## Work instruction
Check every line of the data for the word "below", and copy those that have it.

---- Source information

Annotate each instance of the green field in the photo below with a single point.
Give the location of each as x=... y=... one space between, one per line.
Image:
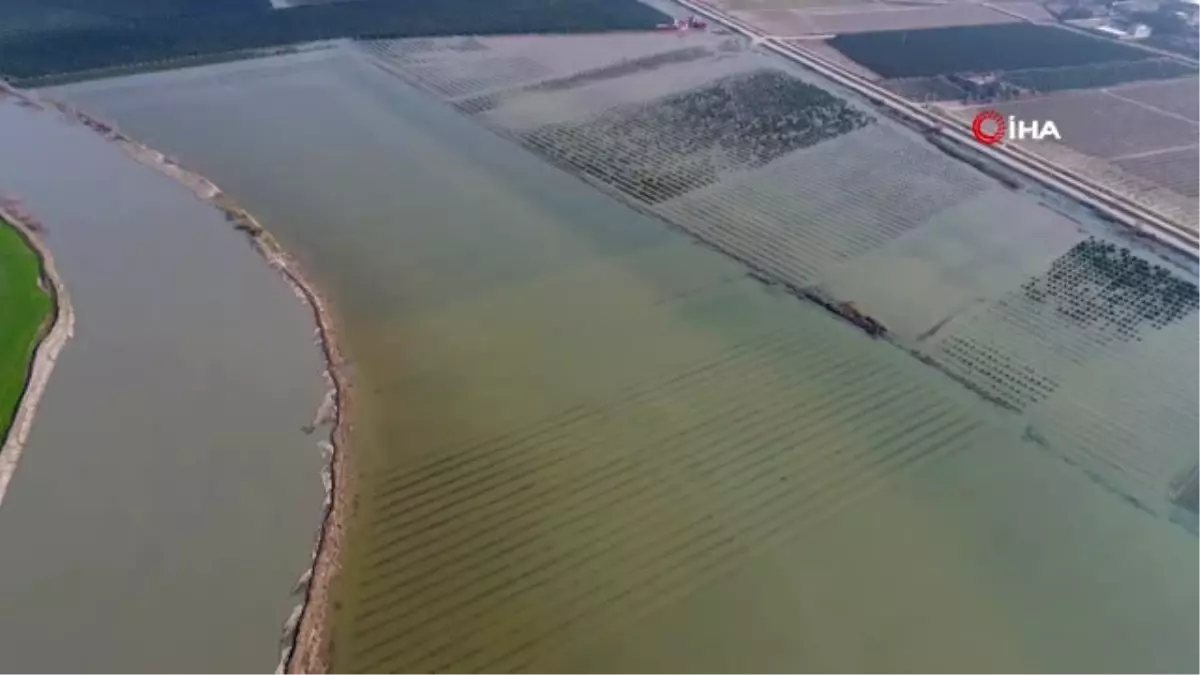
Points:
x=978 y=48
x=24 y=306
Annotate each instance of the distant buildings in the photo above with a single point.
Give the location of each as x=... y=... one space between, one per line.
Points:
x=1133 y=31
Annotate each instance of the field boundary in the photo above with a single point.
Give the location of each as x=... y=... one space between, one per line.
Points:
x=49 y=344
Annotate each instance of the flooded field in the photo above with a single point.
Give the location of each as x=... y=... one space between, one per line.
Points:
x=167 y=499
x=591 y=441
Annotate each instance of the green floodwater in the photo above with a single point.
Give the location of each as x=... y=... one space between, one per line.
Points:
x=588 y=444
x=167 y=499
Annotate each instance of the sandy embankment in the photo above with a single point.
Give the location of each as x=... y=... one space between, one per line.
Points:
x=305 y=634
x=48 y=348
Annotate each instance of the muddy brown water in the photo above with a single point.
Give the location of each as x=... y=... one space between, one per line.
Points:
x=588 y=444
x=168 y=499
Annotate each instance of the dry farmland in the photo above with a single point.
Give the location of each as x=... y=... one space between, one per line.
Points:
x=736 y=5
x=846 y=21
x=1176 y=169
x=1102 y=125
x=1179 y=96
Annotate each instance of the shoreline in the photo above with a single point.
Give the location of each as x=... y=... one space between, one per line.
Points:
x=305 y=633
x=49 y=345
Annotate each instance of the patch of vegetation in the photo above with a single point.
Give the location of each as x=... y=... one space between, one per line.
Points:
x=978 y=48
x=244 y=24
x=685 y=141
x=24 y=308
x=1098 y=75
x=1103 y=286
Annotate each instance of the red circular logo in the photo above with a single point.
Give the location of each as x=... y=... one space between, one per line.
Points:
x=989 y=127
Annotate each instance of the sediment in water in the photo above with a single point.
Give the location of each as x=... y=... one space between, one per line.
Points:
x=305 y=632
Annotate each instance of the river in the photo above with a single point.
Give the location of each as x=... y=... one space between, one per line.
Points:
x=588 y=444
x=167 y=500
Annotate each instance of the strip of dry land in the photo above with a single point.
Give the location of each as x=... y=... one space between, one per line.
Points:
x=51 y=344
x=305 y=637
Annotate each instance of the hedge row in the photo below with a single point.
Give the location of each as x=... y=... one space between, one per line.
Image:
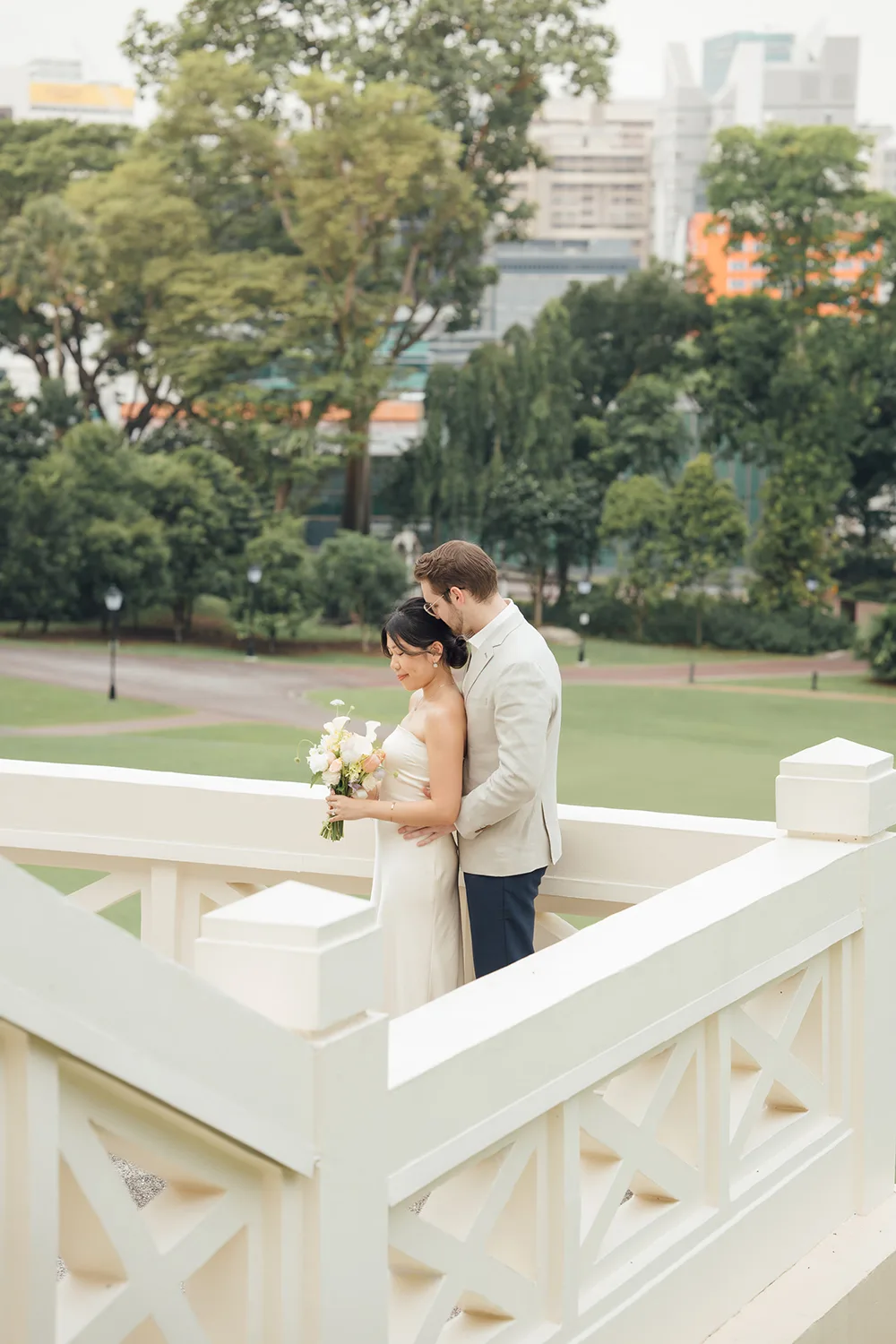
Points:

--------

## Exercise result
Annotate each instance of the green field in the photo below with a single point.
Annotate each instance of the hedge row in the photo below with a single point.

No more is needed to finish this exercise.